*EXERCISE DIRECTIONS*. Copy the material below, swapping every "tally" for "count" and leaving everything else the same.

....

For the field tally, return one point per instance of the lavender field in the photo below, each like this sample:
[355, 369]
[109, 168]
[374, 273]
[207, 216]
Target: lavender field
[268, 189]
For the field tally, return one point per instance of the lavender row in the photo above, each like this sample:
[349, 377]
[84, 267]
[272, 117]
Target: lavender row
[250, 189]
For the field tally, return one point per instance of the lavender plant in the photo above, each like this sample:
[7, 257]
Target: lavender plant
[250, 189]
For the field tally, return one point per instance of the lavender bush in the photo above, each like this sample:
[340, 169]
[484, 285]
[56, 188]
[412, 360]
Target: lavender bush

....

*EXERCISE SOLUTION*.
For the field count, return one point per instance of the lavender field in the photo below, each like this sample:
[355, 369]
[109, 168]
[374, 273]
[207, 216]
Target: lavender field
[268, 189]
For the field count, return one point per instance of the lavender row in the photo above, each like this sample:
[349, 377]
[84, 267]
[272, 117]
Target: lavender row
[250, 189]
For the field count, return one point per instance of the lavender plant in the photo above, each like this sample:
[7, 257]
Target: lavender plant
[250, 189]
For the field count, return one point per instance of the lavender bush in the photo above, each like this sample:
[340, 169]
[484, 285]
[56, 188]
[412, 360]
Target: lavender bush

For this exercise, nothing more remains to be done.